§ OBJECTIF DE LA TÂCHE
Reproduisez mot pour mot l'extrait ci-dessous, le dialogue sur la neige et les sommets des pistes, sans rien y changer.

§ EXTRAIT
Non, personne. J’étais toute seule. Pourquoi ?
« Pour rien. Tu sais quelle direction prendre ? »
Euh, je crois que je trouverai bien. Dans mon rêve j’étais tournée vers la droite.
« Dans la neige et le froid. »
Il ne faisait pas froid, il y avait juste la neige.
« Peut-être qu’il n’y aura pas de téléphérique, peut-être que les pistes, c’est fini. »
Ah bon ? Donc pas de sommet pour moi ?
« Ah, tout ce qui monte doit redescendre, certains se dirigent vers les sommets. »
Ah…
« Eh oui, avant ou après tu as raison, ce n’est pas grave. Alors effectivement tu as repris ta direction de départ. Tu as trouvé un travail directement en rapport. Mais es-tu la même personne qu’il y a neuf ans ? »
Je pense être plus mature. Et j’aime sincèrement la femme que je suis.
« Une page se tourne peut-être alors, il est temps d’en écrire une autre. Pas forcément un chapitre sur Dubaï mais cette page sera peut-être intéressante quand même. »
Tu as raison, il parait qu’Abu Dhabi aussi…
« Tu sais ce qu’il y a de comique également c’est de discuter avec de vieux amis et de découvrir qu’ils ont réalisé la boucle inverse. Qu’au lieu de descendre, ils sont arrivés au sommet des pistes. Pour réaliser que finalement à l’intérieur, ils restent en quête des mêmes choses. Ou de la même chose. »

§ DONNÉES ENREGISTRÉES
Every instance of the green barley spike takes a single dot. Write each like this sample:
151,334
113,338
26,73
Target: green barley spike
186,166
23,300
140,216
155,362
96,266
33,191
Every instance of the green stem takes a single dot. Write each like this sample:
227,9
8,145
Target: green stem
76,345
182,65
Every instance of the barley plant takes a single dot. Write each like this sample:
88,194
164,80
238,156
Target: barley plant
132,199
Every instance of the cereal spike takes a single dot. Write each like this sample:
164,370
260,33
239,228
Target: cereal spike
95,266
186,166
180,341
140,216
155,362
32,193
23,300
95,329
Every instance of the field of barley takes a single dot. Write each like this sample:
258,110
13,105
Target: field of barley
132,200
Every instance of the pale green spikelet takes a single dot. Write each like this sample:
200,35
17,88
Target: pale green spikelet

§ RÉPONSE
Non, personne. J’étais toute seule. Pourquoi ?
« Pour rien. Tu sais quelle direction prendre ? »
Euh, je crois que je trouverai bien. Dans mon rêve j’étais tournée vers la droite.
« Dans la neige et le froid. »
Il ne faisait pas froid, il y avait juste la neige.
« Peut-être qu’il n’y aura pas de téléphérique, peut-être que les pistes, c’est fini. »
Ah bon ? Donc pas de sommet pour moi ?
« Ah, tout ce qui monte doit redescendre, certains se dirigent vers les sommets. »
Ah…
« Eh oui, avant ou après tu as raison, ce n’est pas grave. Alors effectivement tu as repris ta direction de départ. Tu as trouvé un travail directement en rapport. Mais es-tu la même personne qu’il y a neuf ans ? »
Je pense être plus mature. Et j’aime sincèrement la femme que je suis.
« Une page se tourne peut-être alors, il est temps d’en écrire une autre. Pas forcément un chapitre sur Dubaï mais cette page sera peut-être intéressante quand même. »
Tu as raison, il parait qu’Abu Dhabi aussi…
« Tu sais ce qu’il y a de comique également c’est de discuter avec de vieux amis et de découvrir qu’ils ont réalisé la boucle inverse. Qu’au lieu de descendre, ils sont arrivés au sommet des pistes. Pour réaliser que finalement à l’intérieur, ils restent en quête des mêmes choses. Ou de la même chose. »